═════ PASSAGE SHOWN ═════

# Broke my head



## Shadow Sabre (Oct 12, 2009)

So I get called out to this school and I run my snake down the sewer pipe.
Low and behold my snake gets jammed up from that point I decided to hydro it and it jams up so I send my camera down then my screen goes black. 
I pull off another clean out open it up and there's rocks in their. I'm going to trace my line down and my line ends right at the electrical Christi box.
So I dig about 5 feet down and sure as anything the electricians ran a ground rod right through the sewer line, and the rocks piled up behind the ground rod therefore making my camera head break on the rocks. Looks like after I buy a new head for my camera I will end up about even with everyone but the electricians.

═════ INFORMATION SHOWN ═════

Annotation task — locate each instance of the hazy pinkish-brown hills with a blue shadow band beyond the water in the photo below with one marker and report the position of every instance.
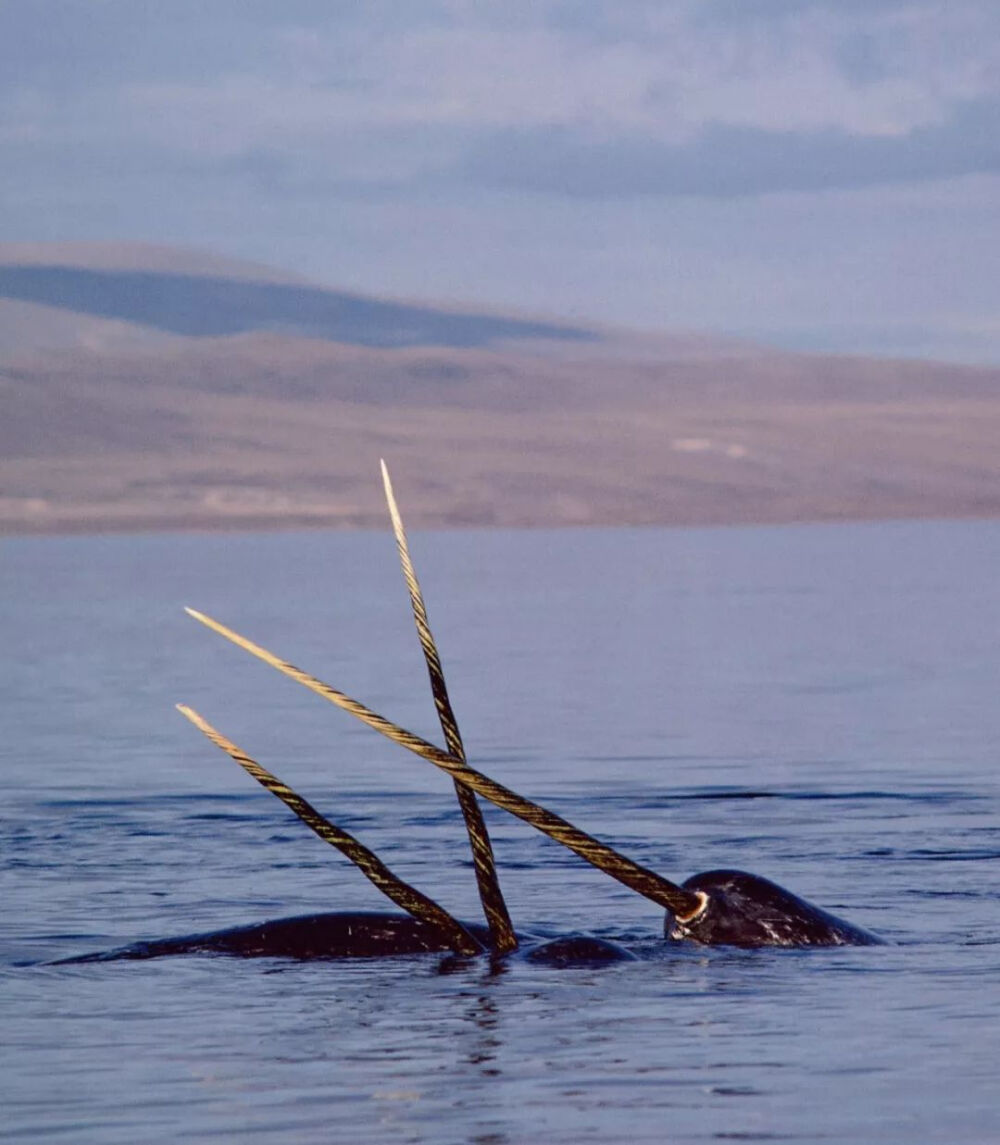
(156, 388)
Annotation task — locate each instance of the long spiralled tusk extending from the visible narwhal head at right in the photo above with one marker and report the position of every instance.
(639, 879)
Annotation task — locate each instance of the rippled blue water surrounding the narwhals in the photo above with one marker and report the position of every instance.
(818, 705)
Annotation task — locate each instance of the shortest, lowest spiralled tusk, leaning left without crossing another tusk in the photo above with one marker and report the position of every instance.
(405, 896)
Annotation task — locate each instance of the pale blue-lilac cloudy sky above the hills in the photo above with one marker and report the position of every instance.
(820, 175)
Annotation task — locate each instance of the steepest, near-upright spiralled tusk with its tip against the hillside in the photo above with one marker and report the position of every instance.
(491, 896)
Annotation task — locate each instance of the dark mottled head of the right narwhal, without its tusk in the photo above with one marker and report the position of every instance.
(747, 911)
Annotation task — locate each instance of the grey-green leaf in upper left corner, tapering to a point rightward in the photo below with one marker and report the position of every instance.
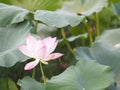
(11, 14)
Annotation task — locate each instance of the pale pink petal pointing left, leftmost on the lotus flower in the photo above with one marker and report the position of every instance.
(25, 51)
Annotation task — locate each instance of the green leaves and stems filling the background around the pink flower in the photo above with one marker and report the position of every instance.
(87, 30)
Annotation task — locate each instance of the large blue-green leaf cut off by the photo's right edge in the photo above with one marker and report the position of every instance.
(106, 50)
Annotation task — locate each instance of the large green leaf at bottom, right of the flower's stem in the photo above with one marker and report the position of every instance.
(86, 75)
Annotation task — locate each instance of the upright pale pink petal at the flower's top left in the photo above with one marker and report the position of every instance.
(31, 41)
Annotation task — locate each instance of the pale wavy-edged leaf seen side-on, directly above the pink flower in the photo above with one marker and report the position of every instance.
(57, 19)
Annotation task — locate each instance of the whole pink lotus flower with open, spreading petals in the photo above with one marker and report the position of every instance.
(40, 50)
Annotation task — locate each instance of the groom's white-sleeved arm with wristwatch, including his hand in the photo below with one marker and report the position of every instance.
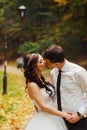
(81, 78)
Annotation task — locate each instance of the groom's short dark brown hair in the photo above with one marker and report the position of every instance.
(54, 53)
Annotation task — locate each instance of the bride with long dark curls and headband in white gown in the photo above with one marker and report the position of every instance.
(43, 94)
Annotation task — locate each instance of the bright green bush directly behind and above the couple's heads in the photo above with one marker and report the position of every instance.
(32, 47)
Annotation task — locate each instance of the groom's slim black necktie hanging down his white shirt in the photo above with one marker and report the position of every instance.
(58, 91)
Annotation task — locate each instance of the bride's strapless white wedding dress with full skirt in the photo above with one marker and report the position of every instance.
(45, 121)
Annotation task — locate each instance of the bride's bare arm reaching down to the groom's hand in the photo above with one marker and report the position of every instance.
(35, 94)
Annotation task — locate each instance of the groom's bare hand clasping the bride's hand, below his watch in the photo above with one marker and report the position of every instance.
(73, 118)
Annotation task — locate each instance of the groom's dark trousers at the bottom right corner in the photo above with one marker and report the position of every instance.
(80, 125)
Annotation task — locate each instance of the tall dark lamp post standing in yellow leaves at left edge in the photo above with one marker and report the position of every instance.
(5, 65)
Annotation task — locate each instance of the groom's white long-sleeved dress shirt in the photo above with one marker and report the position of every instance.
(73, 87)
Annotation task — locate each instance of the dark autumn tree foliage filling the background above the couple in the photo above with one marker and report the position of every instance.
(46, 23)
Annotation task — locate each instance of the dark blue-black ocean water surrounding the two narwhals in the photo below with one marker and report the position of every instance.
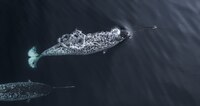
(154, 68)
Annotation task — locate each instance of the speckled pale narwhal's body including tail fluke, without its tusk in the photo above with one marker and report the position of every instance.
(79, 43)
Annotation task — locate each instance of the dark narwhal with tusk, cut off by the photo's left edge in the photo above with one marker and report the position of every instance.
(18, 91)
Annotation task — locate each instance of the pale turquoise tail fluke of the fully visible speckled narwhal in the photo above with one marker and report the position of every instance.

═════

### REQUIRED ACTION 1
Condense the paragraph of the sewer-line post beginning "So I dig about 5 feet down" into a short bulleted list that keeps its main facts.
### REQUIRED ACTION 2
Carry on the sewer-line post from the point where it stops.
These items bear no relation to the sewer-line post.

### REPLY 1
- The writer dug about 5 feet down.
- The electricians had run a ground rod right through the sewer line.
- Rocks had piled up behind the ground rod, and the camera head broke on them.
- After buying a new camera head, the writer expects to come out about even with everyone except the electricians.

### REPLY 2
Sent from my iPhone using PlumbingZone


----------



## Schedule40 (Aug 5, 2010)

Sparky must have smoked one heck of a lunch that day! Lol!


----------



## RealLivePlumber (Jun 22, 2008)

Add the camera head to the bill. 

They got plenty of money.


----------



## OldSchool (Jan 30, 2010)

RealLivePlumber said:


> Add the camera head to the bill.
> 
> They got plenty of money.


I agree ... charge out what ever it takes to get it done...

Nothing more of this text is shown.